Written exercise => Rewrite the lines below as a numbered list, leaving out any blank lines.

Data for this task =>
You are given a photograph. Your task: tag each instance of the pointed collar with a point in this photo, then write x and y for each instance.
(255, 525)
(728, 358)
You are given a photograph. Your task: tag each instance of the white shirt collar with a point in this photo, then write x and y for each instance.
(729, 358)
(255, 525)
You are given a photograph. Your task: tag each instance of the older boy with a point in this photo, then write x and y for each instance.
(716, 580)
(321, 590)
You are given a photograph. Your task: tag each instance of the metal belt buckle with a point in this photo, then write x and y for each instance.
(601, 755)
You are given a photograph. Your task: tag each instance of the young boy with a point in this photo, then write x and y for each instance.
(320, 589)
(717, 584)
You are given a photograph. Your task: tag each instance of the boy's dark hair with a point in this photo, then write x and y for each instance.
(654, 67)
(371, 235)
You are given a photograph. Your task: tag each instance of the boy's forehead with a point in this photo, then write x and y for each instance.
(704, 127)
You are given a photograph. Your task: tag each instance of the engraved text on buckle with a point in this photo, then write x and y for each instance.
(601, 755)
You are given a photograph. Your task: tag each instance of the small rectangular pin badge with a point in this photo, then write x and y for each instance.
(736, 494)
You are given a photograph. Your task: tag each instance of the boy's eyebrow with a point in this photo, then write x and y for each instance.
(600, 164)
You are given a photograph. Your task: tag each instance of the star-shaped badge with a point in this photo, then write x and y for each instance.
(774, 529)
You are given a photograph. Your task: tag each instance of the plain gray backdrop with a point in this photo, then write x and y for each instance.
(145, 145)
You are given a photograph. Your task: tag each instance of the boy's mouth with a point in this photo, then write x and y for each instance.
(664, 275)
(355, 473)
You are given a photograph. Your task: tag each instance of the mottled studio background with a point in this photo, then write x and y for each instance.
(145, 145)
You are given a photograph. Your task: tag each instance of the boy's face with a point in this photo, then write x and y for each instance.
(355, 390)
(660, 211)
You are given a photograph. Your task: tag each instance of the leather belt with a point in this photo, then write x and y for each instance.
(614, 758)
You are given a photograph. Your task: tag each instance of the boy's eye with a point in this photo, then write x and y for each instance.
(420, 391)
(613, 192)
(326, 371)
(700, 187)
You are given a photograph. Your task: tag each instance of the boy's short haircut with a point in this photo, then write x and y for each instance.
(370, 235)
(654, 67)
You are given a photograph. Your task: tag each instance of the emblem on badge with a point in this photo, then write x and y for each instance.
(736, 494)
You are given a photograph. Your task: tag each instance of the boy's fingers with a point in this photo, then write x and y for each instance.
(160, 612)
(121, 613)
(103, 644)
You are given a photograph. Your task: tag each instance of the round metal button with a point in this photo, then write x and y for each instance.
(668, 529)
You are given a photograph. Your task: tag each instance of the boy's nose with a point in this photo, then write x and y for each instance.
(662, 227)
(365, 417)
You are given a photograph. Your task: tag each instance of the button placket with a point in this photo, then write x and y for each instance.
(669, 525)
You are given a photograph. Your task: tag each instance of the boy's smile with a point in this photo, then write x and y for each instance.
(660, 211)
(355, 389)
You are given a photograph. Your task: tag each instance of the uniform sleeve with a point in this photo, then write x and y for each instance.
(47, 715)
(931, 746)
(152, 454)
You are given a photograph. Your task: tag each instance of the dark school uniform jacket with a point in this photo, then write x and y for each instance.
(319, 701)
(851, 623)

Task output =>
1. You are given a photograph. Your task: tag each instance of the pointed collar with a point in this photo, then write x and y for each instance.
2. (255, 525)
3. (728, 358)
4. You are given a photograph. Your task: tag each instance of the white shirt collar with a point in this photo, then write x and y for each instance.
5. (729, 358)
6. (255, 525)
7. You are given a photograph. Your task: tag each instance of the older boy with a point in this photo, then write x and y for each instance.
8. (716, 580)
9. (321, 590)
10. You are given a photograph. Your task: tag each instance of the metal belt buckle with a point in this photo, then write x and y for each instance.
11. (601, 755)
12. You are given a photograph. Your task: tag each instance of the young boy with a point in this photo, then write x and y for each instance.
13. (320, 589)
14. (717, 584)
15. You are given a photograph. Your task: tag each instance of the boy's dark hair with a point in this photo, then write x and y for each instance.
16. (654, 67)
17. (371, 235)
18. You are given a photograph. Your task: tag each instance of the boy's forehead with a point in this photo, then write x and y for each instance.
19. (704, 127)
20. You are given a photograph. Your task: tag each instance of the engraved text on buckle with a point in this photo, then write x and y for each instance.
21. (601, 755)
22. You are given a photograph. Your task: tag each instance of the small rectangular pin badge with a point in this photo, then write x and y for each instance.
23. (736, 494)
24. You are given a photograph. Your task: tag each instance of the boy's eyebrow with a point in this photo, then write x and y for each instance.
25. (600, 164)
26. You are given a photograph. Your task: tag each instance of the star-shaped badge with a point in this photo, then write x and y for each instance.
27. (774, 529)
28. You are given a photograph. Your task: tag each instance of the plain gray backdrop with a point in this photo, then write x and y for each instance.
29. (145, 145)
30. You are given a photograph. Your task: tag each instance of the boy's mouth with a point in this photo, then write x and y for each instance.
31. (664, 275)
32. (355, 473)
33. You are given a photograph. Your task: tag each instance of the mottled studio background with a point in this photo, then write x and y for each instance.
34. (145, 145)
35. You are given a photograph. Your task: tag each instance of the boy's face with a point in this photo, then write x and y for each instance.
36. (355, 390)
37. (660, 211)
38. You are given a photograph. Your task: tag each instance of the leather belt with a point in this photo, then write x and y for each instance.
39. (614, 758)
40. You are given a photograph. Your task: tag each instance of the boy's eye with a point in this photo, then write x and y for each instance.
41. (420, 391)
42. (613, 192)
43. (326, 371)
44. (700, 187)
45. You are given a photograph. Your task: tag each instance of the boy's short haircut with a point in this photo, then write x and y for each instance.
46. (370, 235)
47. (654, 67)
48. You are given a photograph. Your task: tag each instance of the emblem on badge with a point in this photo, then write x and y for each instance.
49. (736, 494)
50. You are given a photograph. Your task: tag each instance of the boy's fingers with a point in this photo, then write x and y for each instance.
51. (160, 612)
52. (121, 613)
53. (103, 644)
54. You are given a photograph. Your task: tag each instance of the round metal button with a point in this photo, then write x and y for each instance.
55. (668, 529)
56. You are given a photograph. Your task: tag each instance of the boy's nose with a point in this photo, then write x and y for each instance.
57. (662, 227)
58. (365, 417)
59. You are given a photograph. Your task: tag each instance of the button placket with a point in this photo, then write x and y for each instance.
60. (669, 525)
61. You are given a photograph. Your task: tag each instance of the boy's smile with a point in this photo, then write x and y for each instance.
62. (660, 211)
63. (355, 389)
64. You are given a photograph. Your task: tag each instance of the uniform sleeve with a point in this photo, then write x and y for each instance.
65. (47, 715)
66. (931, 746)
67. (152, 454)
68. You are given a photograph. Your task: tag each instance of the dark school uniform jacket with a point in this photo, then write x and y for each instance.
69. (319, 701)
70. (851, 623)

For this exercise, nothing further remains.